TASK TO CARRY OUT -
Convert every line of the records below into a JSON list of strings, one string per line, leaving out any blank lines.

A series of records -

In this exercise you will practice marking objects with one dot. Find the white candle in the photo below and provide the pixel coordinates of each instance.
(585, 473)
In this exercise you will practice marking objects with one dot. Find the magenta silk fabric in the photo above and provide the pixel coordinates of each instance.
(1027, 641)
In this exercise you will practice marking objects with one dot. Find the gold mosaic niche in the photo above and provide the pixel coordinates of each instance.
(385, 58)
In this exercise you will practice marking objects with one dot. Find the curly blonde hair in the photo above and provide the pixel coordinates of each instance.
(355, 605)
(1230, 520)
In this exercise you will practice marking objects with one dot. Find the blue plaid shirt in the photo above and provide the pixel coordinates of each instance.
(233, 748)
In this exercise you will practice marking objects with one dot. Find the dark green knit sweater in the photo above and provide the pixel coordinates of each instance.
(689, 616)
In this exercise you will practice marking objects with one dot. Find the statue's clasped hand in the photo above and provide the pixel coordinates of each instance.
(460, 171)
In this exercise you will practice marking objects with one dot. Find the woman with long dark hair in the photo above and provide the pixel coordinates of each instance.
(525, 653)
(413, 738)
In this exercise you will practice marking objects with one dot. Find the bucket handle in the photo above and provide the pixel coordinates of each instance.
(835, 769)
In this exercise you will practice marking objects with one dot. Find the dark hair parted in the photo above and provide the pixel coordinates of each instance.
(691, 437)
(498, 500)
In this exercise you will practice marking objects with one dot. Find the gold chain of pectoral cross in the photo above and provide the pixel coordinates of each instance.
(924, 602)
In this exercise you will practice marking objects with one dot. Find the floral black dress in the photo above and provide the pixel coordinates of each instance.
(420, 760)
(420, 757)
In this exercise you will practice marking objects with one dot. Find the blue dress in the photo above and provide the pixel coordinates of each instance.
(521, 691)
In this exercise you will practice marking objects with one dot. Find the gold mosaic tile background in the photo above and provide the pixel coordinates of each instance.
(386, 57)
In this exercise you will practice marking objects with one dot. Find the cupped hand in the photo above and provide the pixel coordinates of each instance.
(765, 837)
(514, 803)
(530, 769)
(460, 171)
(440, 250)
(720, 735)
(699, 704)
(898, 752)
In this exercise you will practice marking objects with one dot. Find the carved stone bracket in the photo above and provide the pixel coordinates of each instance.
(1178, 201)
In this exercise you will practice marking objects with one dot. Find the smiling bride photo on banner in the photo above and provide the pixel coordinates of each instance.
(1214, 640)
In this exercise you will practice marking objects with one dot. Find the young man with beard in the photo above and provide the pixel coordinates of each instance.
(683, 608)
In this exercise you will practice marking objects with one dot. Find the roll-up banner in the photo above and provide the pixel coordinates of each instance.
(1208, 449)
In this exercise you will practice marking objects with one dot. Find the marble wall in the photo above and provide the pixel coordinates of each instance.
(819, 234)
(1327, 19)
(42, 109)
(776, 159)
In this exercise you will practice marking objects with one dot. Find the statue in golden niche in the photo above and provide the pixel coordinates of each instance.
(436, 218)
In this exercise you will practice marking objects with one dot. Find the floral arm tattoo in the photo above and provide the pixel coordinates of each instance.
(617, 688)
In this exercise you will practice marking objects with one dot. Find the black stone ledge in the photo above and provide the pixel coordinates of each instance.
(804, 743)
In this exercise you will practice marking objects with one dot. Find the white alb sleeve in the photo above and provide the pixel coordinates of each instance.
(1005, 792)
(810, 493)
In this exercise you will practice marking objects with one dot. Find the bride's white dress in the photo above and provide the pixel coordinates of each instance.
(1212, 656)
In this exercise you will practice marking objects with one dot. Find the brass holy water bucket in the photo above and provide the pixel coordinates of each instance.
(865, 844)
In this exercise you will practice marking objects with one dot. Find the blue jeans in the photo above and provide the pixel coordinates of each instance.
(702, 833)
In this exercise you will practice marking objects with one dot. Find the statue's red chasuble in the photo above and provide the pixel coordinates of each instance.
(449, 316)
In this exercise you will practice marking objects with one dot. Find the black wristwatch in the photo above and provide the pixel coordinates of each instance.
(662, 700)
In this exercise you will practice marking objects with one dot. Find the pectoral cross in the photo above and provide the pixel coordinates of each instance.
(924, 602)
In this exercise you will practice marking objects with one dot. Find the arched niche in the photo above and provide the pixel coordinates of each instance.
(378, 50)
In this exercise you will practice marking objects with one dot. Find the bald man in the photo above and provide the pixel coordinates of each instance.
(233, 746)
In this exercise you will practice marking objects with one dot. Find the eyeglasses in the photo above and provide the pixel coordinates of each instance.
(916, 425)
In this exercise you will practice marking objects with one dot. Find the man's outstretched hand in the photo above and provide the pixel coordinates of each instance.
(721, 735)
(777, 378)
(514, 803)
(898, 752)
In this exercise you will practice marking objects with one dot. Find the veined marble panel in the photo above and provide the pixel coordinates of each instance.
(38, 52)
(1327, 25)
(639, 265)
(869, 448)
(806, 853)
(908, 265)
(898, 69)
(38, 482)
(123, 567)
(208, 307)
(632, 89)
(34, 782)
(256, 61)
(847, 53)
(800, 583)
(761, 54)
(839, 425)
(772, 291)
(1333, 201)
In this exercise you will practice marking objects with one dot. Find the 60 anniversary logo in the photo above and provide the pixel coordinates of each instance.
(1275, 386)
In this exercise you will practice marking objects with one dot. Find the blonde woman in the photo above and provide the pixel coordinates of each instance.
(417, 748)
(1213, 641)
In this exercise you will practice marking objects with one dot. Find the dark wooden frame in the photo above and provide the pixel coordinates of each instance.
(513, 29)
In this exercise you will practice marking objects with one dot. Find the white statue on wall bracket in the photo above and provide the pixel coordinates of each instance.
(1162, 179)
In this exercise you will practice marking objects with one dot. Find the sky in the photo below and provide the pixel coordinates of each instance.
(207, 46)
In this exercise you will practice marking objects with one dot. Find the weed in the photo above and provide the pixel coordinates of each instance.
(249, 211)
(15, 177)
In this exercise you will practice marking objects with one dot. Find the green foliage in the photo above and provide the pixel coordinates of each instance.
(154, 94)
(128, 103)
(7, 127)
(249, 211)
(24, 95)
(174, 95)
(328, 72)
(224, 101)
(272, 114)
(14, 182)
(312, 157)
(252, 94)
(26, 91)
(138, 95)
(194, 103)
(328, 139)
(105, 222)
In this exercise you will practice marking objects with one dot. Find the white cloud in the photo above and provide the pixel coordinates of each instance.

WRITTEN RESPONSE -
[
  "In this exercise you will practice marking objects with one dot. Find the white candle in the photo below and provide the pixel coordinates of each instance.",
  "(585, 473)",
  "In this exercise you will practice marking objects with one dot. Find the magenta silk fabric in the photo above and provide the pixel coordinates of each instance.",
  "(1027, 641)",
  "In this exercise you will practice marking objects with one dot. Find the gold mosaic niche in the photo above and provide the pixel coordinates of each instance.",
  "(385, 58)",
  "In this exercise you will practice marking objects with one dot. Find the curly blonde hair in the photo above and provide the pixel coordinates of each instance.",
  "(355, 605)",
  "(1230, 520)",
  "In this exercise you will practice marking objects with one dot. Find the blue plaid shirt in the photo above and provide the pixel coordinates of each instance.",
  "(233, 748)",
  "In this exercise you will practice marking objects with one dot. Find the dark green knit sweater in the photo above and provide the pixel coordinates of each instance.",
  "(689, 616)",
  "In this exercise you will practice marking objects with one dot. Find the statue's clasped hand in the photo above and provide the pixel coordinates of each instance.",
  "(460, 171)",
  "In this exercise you will practice marking objects with one dot. Find the woman with long dark hair in the photo above and provide the pixel coordinates of each instance.",
  "(525, 653)",
  "(413, 738)",
  "In this exercise you will practice marking objects with one dot. Find the bucket handle in the photo above and provide the pixel coordinates of each instance.",
  "(835, 769)",
  "In this exercise you will practice marking objects with one dot. Find the dark hair parted in the photo above and provide the pixel coordinates of each instance.",
  "(691, 437)",
  "(498, 500)",
  "In this exercise you will practice marking objects with one dot. Find the gold chain of pectoral cross in the photo above and provide the pixel coordinates of each instance.",
  "(924, 602)",
  "In this exercise you will practice marking objects with one dot. Find the floral black dress in the photo above and provide the pixel coordinates of each instance.",
  "(420, 760)",
  "(420, 757)",
  "In this exercise you will practice marking objects with one dot. Find the blue dress in the photo above and provide the pixel coordinates of each instance.",
  "(521, 691)",
  "In this exercise you will practice marking objects with one dot. Find the gold mosaic tile background in the photo above and provide the pixel coordinates of each instance.",
  "(386, 57)",
  "In this exercise you will practice marking objects with one dot. Find the cupped hand in the photo above and provide the pixel coordinates of each instance.",
  "(765, 837)",
  "(514, 803)",
  "(530, 769)",
  "(460, 171)",
  "(440, 250)",
  "(720, 735)",
  "(699, 704)",
  "(898, 752)",
  "In this exercise you will practice marking objects with one dot. Find the carved stone bracket in the photo above and provide the pixel coordinates of each instance.",
  "(1178, 201)",
  "In this exercise you will practice marking objects with one dot. Find the smiling bride photo on banner in the photo above and provide the pixel coordinates of each instance.",
  "(1214, 640)",
  "In this exercise you will practice marking objects with one dot. Find the young man with beard in the photo above and provide the pixel coordinates of each instance.",
  "(683, 608)",
  "In this exercise you will practice marking objects with one dot. Find the roll-up banner in the photo above and provide the pixel coordinates of each instance.",
  "(1208, 449)",
  "In this exercise you will practice marking objects with one dot. Find the marble wall in the photo above and provide the pixel coordinates of each instance.",
  "(819, 234)",
  "(1327, 19)",
  "(42, 109)",
  "(776, 159)",
  "In this exercise you will practice marking objects with one dot. Find the statue in golden niche in the photo above and provide the pixel coordinates of each instance.",
  "(436, 218)",
  "In this exercise you will practice marking objects with one dot. Find the floral arm tattoo in the photo above and provide the pixel coordinates of each instance.",
  "(617, 688)",
  "In this exercise you will practice marking objects with one dot. Find the black stone ledge in the photo above and provide the pixel coordinates of each instance.",
  "(804, 743)",
  "In this exercise you will practice marking objects with one dot. Find the white alb sleeve in the photo above and provide the pixel coordinates of each instance.",
  "(1005, 792)",
  "(810, 493)",
  "In this exercise you will practice marking objects with one dot. Find the bride's white dress in the photo above and provide the pixel coordinates of each instance.",
  "(1212, 656)",
  "In this exercise you will practice marking objects with one dot. Find the brass holy water bucket in the photo above and provide the pixel coordinates of each instance.",
  "(865, 844)",
  "In this exercise you will practice marking objects with one dot. Find the blue jeans in the photo above and provide the pixel coordinates of each instance.",
  "(702, 833)",
  "In this exercise you will practice marking objects with one dot. Find the statue's red chasuble in the photo above and provide the pixel coordinates of each instance.",
  "(449, 316)",
  "In this exercise you will practice marking objects with one dot. Find the black wristwatch in the photo above and provide the pixel coordinates of each instance.",
  "(662, 700)",
  "In this exercise you will practice marking objects with one dot. Find the pectoral cross in the photo above and provide the pixel coordinates of each instance.",
  "(924, 602)",
  "In this exercise you will practice marking objects with one dot. Find the arched niche in the photo above and provide the pixel coordinates of each instance.",
  "(378, 50)",
  "In this exercise you will practice marking objects with one dot. Find the bald man in the photo above and provide the pixel coordinates of each instance.",
  "(233, 746)",
  "In this exercise you will practice marking objects with one dot. Find the eyeglasses in the photo above and provide the pixel coordinates of each instance.",
  "(916, 425)",
  "In this exercise you will practice marking objects with one dot. Find the man's outstretched hand in the photo above and provide the pixel coordinates of each instance.",
  "(721, 735)",
  "(777, 378)",
  "(514, 803)",
  "(898, 752)",
  "In this exercise you will practice marking objects with one dot. Find the veined marble panel in the photo above and provide the pixel coordinates of each instance.",
  "(38, 52)",
  "(1327, 25)",
  "(639, 265)",
  "(869, 448)",
  "(806, 853)",
  "(908, 265)",
  "(898, 69)",
  "(38, 482)",
  "(123, 567)",
  "(208, 307)",
  "(632, 89)",
  "(34, 782)",
  "(256, 61)",
  "(847, 53)",
  "(800, 583)",
  "(761, 54)",
  "(839, 425)",
  "(772, 291)",
  "(1333, 201)",
  "In this exercise you will practice marking objects with one dot. Find the 60 anniversary logo in the photo above and provide the pixel coordinates of each instance.",
  "(1275, 386)",
  "In this exercise you will practice marking objects with one dot. Find the blonde woman in the photo above and provide the pixel coordinates of each instance.",
  "(417, 748)",
  "(1213, 641)",
  "In this exercise you will practice marking objects with one dot. Find the dark wooden frame in the photo above and provide the pixel coordinates of each instance.",
  "(513, 29)",
  "In this exercise you will practice marking objects with one dot. Find the white statue on wall bracket in the photo above and provide the pixel coordinates of each instance.",
  "(1162, 179)",
  "In this exercise you will practice marking objects with one dot. Find the sky in the photo below and provide the pixel coordinates of each instance.",
  "(207, 46)",
  "In this exercise you will practice marking objects with one dot. Find the weed in the photo above and provide the pixel coordinates of each instance.",
  "(249, 211)",
  "(15, 177)",
  "In this exercise you will practice marking objects with one dot. Find the green foliage in the photo above and provide the pixel coordinates of each instance.",
  "(154, 94)",
  "(128, 103)",
  "(7, 127)",
  "(249, 211)",
  "(24, 95)",
  "(174, 95)",
  "(328, 72)",
  "(224, 101)",
  "(272, 114)",
  "(14, 182)",
  "(312, 157)",
  "(252, 94)",
  "(26, 91)",
  "(138, 95)",
  "(194, 103)",
  "(328, 139)",
  "(105, 222)",
  "In this exercise you will practice marking objects with one dot. Find the white cloud in the photo above and provide the pixel coordinates of each instance."
]